PROVIDED PASSAGE
As Ron said, I shoot with ONE camera.  I don't have sponsored funding for more.

Depending on where the play is, what kind of play (running vs pass) and where it is going, there can be enough time to switch cameras.
You also have to practice switching cameras.  I've gotten reasonably good at lifting the camera and getting off a fast shot.  So while I could use two cameras, I would not want the extra weight of the 2nd camera.  Getting old sucks. 
If I shot with two cameras, it would be a Micro 4/3 kit, where I could get the weight down to what I can handle.


----------



## ronlane (Sep 30, 2018)

@ac12, until about 2 weeks ago, I was in the same boat with only one camera. After getting a used 1D mk IV and using it as my main body with my 70-200mm, I can then carry a 7D mk II with a 24-70mm. I don't have the 300mm or 400mm yet.

I borrowed a 300mm f/2.8 for the college game I got last weekend and used the 300 and a 70-200 on the second body and that was a nice combination. I was able to switch to the 70-200mm when the teams would get inside the 20. I was lucky that I was in position that I did not have much come right in front of me where I was too close and needed a 24-70mm.


----------



## floatingby (Sep 30, 2018)

Not trying to argue or anything, just something I observed 2 weeks ago when I went to a CFL game(as a spectator). Guys there with 400mm or 600mm lens on monopod had no other cameras; they also didn't move much, almost looked like they had assigned position(no way for me to confirm this, of course, just what I observed). Guys carrying shorter focals, I'm guessing in the 24mm to 200mm range, carried 2 cameras, one guys even had 3, and they walked the field a lot. Don't have a clue as to who those guys were working for(League?Club?Paper?Mag?), but it made sense to me; trying to shoot with a camera in one hand while holding a 5Kg, 400mm lens at the end of a stick  in the other hand is a difficult proposition at the best of time.


----------



## ac12 (Sep 30, 2018)

This shot was with the 70-200 lens at 70mm on a DX/crop camera, so 105mm FF equiv.
I wished I had my 18-140 super-zoom on the camera for that shot, or one of the short FX/FF zooms like the 24-120.

PROVIDED MATERIAL

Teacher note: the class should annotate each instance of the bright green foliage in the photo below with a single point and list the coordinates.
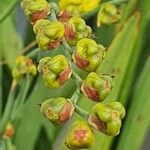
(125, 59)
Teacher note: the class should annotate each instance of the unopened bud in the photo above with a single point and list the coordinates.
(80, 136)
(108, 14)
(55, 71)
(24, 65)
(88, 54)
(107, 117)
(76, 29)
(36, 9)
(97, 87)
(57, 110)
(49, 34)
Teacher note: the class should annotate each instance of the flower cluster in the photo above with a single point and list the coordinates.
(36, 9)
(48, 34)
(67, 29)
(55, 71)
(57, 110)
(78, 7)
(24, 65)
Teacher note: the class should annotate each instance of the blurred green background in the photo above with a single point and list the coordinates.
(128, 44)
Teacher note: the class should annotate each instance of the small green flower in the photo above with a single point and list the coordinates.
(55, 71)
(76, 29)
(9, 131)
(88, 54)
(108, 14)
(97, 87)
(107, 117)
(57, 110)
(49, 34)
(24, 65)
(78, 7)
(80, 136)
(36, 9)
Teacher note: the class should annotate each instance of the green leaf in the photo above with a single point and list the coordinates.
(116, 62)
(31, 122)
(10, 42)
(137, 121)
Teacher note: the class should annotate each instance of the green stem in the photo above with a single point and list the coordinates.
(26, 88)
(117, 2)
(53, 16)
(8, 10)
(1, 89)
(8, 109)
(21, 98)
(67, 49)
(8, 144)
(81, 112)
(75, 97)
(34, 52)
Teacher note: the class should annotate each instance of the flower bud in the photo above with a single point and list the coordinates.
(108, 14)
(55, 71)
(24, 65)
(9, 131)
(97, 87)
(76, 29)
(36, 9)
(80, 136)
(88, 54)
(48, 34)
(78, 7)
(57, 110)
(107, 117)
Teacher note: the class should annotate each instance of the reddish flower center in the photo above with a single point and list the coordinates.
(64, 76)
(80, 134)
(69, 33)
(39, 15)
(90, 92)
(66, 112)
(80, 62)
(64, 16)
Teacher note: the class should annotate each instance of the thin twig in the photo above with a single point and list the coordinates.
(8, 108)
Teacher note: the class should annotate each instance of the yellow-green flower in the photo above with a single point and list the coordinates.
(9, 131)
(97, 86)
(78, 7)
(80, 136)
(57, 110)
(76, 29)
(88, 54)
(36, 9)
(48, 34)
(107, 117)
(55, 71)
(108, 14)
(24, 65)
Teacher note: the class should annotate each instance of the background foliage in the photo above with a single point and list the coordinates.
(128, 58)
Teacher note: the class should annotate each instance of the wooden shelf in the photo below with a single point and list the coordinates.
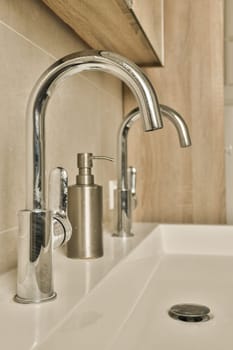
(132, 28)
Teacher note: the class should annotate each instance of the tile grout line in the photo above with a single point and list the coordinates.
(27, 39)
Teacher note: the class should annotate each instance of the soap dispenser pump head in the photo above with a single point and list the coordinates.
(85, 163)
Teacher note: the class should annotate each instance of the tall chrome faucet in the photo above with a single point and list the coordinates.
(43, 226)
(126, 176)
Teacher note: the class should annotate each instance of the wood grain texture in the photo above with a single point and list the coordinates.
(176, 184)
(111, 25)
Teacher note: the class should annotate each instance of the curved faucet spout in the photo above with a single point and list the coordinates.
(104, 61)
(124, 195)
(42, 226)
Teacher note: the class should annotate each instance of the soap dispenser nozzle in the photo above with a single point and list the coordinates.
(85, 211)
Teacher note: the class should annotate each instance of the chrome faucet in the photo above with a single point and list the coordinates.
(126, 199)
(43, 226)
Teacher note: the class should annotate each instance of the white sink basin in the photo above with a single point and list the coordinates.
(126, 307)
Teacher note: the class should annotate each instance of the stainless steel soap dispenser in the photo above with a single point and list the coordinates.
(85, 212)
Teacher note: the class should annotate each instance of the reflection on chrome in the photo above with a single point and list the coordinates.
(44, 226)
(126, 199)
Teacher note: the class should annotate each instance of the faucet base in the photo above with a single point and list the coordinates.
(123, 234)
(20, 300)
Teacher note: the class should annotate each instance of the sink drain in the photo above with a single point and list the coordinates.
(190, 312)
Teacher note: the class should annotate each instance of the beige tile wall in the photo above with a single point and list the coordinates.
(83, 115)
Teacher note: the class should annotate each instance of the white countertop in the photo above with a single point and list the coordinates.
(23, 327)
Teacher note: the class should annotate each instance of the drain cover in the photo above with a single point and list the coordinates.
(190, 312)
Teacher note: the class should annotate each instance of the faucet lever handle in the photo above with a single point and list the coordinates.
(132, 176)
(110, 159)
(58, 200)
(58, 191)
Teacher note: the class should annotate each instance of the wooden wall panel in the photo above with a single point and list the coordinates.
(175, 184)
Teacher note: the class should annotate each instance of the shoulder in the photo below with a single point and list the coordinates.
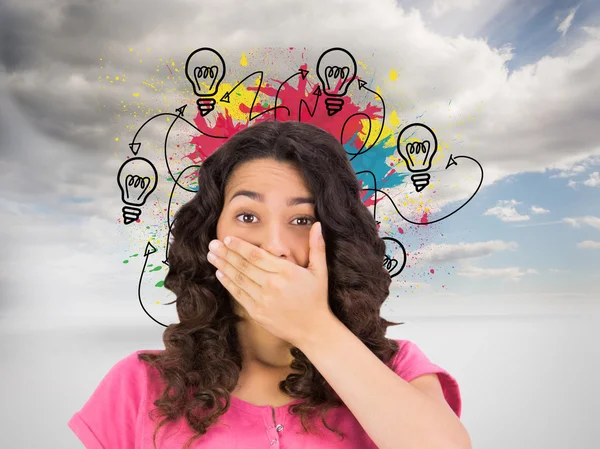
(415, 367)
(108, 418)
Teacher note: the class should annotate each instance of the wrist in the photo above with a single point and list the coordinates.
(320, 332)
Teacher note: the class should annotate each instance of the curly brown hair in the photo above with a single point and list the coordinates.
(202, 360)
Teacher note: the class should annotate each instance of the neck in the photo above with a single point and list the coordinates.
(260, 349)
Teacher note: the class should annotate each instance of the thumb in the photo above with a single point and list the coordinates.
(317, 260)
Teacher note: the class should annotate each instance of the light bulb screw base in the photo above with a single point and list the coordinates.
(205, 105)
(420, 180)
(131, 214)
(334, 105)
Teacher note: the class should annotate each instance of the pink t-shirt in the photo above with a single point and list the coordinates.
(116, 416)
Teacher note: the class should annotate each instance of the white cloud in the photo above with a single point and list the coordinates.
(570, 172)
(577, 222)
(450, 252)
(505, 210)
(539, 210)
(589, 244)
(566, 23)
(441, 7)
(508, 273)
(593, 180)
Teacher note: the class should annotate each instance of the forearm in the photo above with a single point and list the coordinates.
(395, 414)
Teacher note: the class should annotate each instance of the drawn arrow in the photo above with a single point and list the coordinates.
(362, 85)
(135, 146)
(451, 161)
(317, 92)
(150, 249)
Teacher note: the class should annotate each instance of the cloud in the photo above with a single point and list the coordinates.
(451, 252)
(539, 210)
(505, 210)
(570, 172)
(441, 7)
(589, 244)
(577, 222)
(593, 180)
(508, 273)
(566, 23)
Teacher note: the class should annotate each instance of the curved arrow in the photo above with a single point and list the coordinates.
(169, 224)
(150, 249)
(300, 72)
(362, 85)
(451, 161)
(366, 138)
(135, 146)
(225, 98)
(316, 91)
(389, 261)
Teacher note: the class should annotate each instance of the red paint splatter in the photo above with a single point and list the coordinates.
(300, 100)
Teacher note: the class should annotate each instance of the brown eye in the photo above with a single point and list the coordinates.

EXERCISE AIM
Resume the forum discussion about shooting football games with one or two camera bodies, picking up right after its last sentence.

SOLVED PROBLEM
You can always crop in, but you can't crop outward beyond the image border.
note:  numbers and faces obscured for student privacy.

@floatingby
Yes, I would think the guys with the LONG lenses were part of a team, with their job to shoot the far shots or TIGHT closeups.


----------



## floatingby (Sep 30, 2018)

ac12 said:


> View attachment 163838
> This shot was with the 70-200 lens at 70mm on a DX/crop camera, so 105mm FF equiv.
> I wished I had my 18-140 super-zoom on the camera for that shot, or one of the short FX/FF zooms like the 24-120.
> You can always crop in, but you can't crop outward beyond the image border.
> note:  numbers and faces obscured for student privacy.


Just an opinion, but I think you just missed proper framing on this shot so I wouldn't blame the lens focal length; feet don't need to be in the shot, I would think if it was framed mid shin, or even mid thigh, heck even from waist upward, but with the actual catch then it would have been a great shot.


----------



## ac12 (Sep 30, 2018)

floatingby said:


> ac12 said:
> 
> 
> > View attachment 163838
> ...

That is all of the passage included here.